> STATED PROBLEM
Can you give the records again from the line that has "In the photo above, where can the small" through the end of the records, swapping "small stick" for "thin branch" and leaving everything else unchanged?

> Dataset excerpt

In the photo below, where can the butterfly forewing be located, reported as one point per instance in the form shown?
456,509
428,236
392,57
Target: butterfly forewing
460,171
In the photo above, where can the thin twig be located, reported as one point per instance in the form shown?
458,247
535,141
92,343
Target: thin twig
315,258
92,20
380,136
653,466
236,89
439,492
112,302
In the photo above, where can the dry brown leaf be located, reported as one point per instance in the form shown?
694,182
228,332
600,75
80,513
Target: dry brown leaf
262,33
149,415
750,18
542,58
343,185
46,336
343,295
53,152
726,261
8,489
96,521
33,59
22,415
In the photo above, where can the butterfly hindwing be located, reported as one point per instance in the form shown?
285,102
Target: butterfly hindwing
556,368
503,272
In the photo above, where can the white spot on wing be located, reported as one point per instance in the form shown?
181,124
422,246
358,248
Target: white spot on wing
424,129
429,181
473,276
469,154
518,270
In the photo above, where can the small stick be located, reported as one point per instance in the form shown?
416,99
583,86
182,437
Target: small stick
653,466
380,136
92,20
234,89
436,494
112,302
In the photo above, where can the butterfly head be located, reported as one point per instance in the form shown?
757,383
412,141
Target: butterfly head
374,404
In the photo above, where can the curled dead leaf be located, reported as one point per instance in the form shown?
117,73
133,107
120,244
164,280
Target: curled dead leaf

> ANSWER FOR THE TASK
In the photo above, where can the thin branch be located, reported as one point per instance in the form shown?
416,99
583,86
182,437
Target: thin branch
653,466
380,136
92,20
234,89
436,494
112,302
In the photo above, where can the butterfly head be located, reported as one point per instance in the form shown?
757,383
412,141
Target: butterfly head
374,404
In the photo above, where can the curled dead leaf be located, reported as one point per instance in the form shown?
117,73
133,107
120,244
164,280
Target: curled dead leaf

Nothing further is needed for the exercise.